# Stated exercise a
Return each line of the listing below that contains the word "Kindly", treating uppercase and lowercase as different.

— Start Text section —

SECURITIES AND EXCHANGE COMMISSION

Washington, D.C. 20549

 


 

FORM 8-K

 

CURRENT REPORT
Pursuant to Section 13 or 15(d) of the
Securities Exchange Act of 1934

 

Date of Report (Date of Earliest Event Reported): March 20, 2018

 

NETLIST, INC.

(Exact Name of Registrant as Specified in its Charter)

 

Delaware

 

001-33170

 

95-4812784

(State or Other Jurisdiction of
Incorporation)

 

(Commission
File Number)

 

(IRS Employer
Identification Number)

 

175 Technology, Suite 150

Irvine, California 92618

(Address of Principal Executive Offices)

 

(949) 435-0025

(Registrant’s telephone number, including area code)

 

Check the appropriate box below if the Form 8-K filing is intended to simultaneously satisfy the filing obligation of the registrant under any of the following provisions (see General Instruction A.2. below):

 

o            Written communications pursuant to Rule 425 under the Securities Act (17 CFR 230.425)

— End Text section —
— Start Data shown —

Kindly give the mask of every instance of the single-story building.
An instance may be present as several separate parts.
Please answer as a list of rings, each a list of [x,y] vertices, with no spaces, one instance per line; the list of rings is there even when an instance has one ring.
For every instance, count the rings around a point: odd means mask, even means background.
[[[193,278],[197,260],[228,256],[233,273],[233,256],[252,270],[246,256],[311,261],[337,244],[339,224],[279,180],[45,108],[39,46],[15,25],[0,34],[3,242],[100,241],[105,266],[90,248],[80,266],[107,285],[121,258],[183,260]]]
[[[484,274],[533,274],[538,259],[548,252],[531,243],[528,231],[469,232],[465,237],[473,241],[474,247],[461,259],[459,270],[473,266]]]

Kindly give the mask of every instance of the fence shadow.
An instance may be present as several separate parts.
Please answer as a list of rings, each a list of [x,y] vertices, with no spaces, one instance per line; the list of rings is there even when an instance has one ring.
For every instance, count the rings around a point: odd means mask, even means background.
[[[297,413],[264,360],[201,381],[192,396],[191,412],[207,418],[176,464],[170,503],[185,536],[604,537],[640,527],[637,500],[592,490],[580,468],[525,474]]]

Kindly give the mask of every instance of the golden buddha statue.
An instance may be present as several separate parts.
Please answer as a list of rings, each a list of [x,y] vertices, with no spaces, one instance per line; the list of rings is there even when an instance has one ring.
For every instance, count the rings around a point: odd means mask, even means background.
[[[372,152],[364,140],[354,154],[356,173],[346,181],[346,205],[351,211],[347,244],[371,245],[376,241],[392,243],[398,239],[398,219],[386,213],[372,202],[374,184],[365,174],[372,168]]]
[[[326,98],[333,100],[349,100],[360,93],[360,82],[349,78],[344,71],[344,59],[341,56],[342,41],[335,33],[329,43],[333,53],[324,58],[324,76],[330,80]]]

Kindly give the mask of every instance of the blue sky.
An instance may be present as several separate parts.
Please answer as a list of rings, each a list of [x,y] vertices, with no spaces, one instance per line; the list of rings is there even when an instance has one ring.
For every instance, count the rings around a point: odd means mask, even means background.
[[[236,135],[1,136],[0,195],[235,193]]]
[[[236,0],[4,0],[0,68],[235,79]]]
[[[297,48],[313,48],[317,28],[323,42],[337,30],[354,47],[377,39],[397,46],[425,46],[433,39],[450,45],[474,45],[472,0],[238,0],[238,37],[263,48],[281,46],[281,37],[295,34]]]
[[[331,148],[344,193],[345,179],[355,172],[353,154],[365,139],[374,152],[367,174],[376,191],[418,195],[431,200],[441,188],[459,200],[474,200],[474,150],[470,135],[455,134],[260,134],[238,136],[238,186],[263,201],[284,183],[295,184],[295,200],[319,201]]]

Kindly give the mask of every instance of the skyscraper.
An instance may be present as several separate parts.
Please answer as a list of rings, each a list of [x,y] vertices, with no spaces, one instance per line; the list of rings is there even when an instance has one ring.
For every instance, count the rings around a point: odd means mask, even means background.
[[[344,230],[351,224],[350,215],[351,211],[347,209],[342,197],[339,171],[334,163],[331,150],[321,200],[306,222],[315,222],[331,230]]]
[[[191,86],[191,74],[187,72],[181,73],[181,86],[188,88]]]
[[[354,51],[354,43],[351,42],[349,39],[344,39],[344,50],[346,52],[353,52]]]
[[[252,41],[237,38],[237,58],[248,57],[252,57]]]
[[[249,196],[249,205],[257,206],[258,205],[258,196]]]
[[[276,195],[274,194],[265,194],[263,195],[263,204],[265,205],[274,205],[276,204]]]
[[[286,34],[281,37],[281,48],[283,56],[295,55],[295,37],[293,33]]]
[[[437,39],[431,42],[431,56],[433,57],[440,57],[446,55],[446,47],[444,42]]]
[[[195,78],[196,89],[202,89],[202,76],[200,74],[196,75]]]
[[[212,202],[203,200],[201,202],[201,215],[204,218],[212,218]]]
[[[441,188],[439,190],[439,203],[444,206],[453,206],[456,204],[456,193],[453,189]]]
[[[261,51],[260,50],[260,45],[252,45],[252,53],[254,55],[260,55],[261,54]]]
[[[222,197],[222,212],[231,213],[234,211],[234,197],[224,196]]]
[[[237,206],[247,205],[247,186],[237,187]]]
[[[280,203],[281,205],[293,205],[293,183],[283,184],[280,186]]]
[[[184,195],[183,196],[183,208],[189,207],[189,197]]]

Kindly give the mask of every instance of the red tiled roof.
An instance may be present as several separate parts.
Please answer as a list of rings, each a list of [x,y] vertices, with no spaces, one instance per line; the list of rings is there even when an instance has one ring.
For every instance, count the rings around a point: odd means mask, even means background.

— End Data shown —

# Stated exercise b
Set down word for word the part of the Form 8-K cover page above starting with "(Registrant’s telephone number, including" and going on through "(17 CFR 230.425)".

# Full solution a
Kindly give the mask of every instance of the single-story building.
Kindly give the mask of every instance of the fence shadow.
Kindly give the mask of every instance of the golden buddha statue.
Kindly give the mask of every instance of the blue sky.
Kindly give the mask of every instance of the skyscraper.
Kindly give the mask of every instance of the red tiled roof.

# Full solution b
(Registrant’s telephone number, including area code)

 

Check the appropriate box below if the Form 8-K filing is intended to simultaneously satisfy the filing obligation of the registrant under any of the following provisions (see General Instruction A.2. below):

 

o            Written communications pursuant to Rule 425 under the Securities Act (17 CFR 230.425)